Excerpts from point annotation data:
****************************************

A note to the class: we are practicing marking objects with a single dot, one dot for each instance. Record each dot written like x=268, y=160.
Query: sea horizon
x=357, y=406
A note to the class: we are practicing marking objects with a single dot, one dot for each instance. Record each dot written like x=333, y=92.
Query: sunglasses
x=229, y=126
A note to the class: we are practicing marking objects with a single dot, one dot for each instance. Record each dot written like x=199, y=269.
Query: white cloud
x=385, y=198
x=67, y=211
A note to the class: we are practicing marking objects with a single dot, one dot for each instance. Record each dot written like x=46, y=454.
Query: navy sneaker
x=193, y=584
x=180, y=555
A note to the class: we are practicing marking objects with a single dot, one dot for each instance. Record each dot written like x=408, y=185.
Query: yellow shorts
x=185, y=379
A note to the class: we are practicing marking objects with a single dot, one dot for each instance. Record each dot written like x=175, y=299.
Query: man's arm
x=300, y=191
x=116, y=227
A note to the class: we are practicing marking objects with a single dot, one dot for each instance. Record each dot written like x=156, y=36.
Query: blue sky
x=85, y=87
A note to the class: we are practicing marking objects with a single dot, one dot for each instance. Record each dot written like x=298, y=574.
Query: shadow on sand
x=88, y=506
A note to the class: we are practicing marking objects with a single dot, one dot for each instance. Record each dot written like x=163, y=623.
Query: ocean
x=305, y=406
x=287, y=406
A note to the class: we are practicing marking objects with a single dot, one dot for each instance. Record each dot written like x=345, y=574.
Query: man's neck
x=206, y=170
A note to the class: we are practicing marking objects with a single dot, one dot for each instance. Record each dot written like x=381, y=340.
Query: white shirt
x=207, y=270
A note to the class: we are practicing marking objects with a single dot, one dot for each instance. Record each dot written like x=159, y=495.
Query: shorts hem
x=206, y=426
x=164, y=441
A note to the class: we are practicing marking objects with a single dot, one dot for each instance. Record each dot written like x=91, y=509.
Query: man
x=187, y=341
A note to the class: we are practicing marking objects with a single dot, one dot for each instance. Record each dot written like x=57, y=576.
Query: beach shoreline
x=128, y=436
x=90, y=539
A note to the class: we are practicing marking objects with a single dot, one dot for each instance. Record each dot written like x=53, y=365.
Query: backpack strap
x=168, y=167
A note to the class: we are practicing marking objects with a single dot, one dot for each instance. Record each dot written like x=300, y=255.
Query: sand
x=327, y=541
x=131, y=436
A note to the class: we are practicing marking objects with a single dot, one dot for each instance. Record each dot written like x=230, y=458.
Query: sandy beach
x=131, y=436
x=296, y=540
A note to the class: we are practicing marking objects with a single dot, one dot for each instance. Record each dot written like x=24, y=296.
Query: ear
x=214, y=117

****************************************

Convert the lines above into a CSV file with two columns, text and answer. Give one row for each text together with the answer that follows it, and put each value in a single quoted field with its line breaks replaced by spaces.

### SOLUTION FOR THIS EXERCISE
text,answer
"A note to the class: we are practicing marking objects with a single dot, one dot for each instance. Record each dot written like x=268, y=160. Query: sea horizon","x=357, y=406"
"A note to the class: we are practicing marking objects with a single dot, one dot for each instance. Record each dot written like x=333, y=92. Query: sunglasses","x=229, y=126"
"A note to the class: we are practicing marking objects with a single dot, one dot for each instance. Record each dot written like x=199, y=269. Query: white cloud","x=385, y=198 x=67, y=211"
"A note to the class: we are practicing marking objects with a single dot, one dot for each instance. Record each dot written like x=46, y=454. Query: navy sneaker","x=193, y=584 x=180, y=555"
"A note to the class: we are practicing marking objects with a single dot, one dot for each instance. Record each dot written like x=408, y=185. Query: yellow shorts","x=185, y=379"
"A note to the class: we are practicing marking objects with a single dot, one dot for each instance. Record each dot written like x=175, y=299. Query: man's arm","x=300, y=191 x=116, y=227"
"A note to the class: we are practicing marking objects with a single dot, one dot for each instance. Record each dot written like x=156, y=36. Query: blue sky","x=85, y=87"
"A note to the class: we are practicing marking objects with a single dot, one dot for each instance. Record each dot written like x=298, y=574. Query: shadow on sand","x=88, y=506"
"A note to the class: we are practicing marking objects with a single dot, one dot for each instance. Record each dot written like x=163, y=623. Query: ocean","x=305, y=406 x=287, y=406"
"A note to the class: we are practicing marking objects with a single dot, one dot for each instance. Record each dot written like x=345, y=574. Query: man's neck","x=206, y=170"
"A note to the class: we are practicing marking objects with a single dot, one dot for each instance. Record each dot written like x=381, y=340. Query: white shirt","x=207, y=270"
"A note to the class: we are practicing marking objects with a single dot, one dot for each instance. Record each dot written like x=159, y=495. Query: shorts hem","x=206, y=426 x=164, y=441"
"A note to the class: we are practicing marking objects with a single dot, one dot for each instance. Record each dot written like x=91, y=509. Query: man","x=187, y=341"
"A note to the class: we are practicing marking objects with a single dot, one dot for each instance. Record each dot written like x=57, y=576. Query: beach shoreline","x=128, y=436 x=90, y=539"
"A note to the class: we are practicing marking objects with a single dot, one dot for each instance. Record each dot written like x=53, y=365. Query: backpack strap","x=168, y=167"
"A note to the class: we are practicing marking objects with a single dot, one dot for each instance. Record each dot written like x=300, y=255. Query: sand","x=327, y=541 x=131, y=436"
"A note to the class: we are practicing marking objects with a single dot, one dot for each instance. Record each dot written like x=230, y=458. Query: sandy beach","x=131, y=436 x=296, y=540"
"A note to the class: we are practicing marking objects with a single dot, one dot for each instance. Record each dot written like x=24, y=296. Query: ear","x=214, y=117"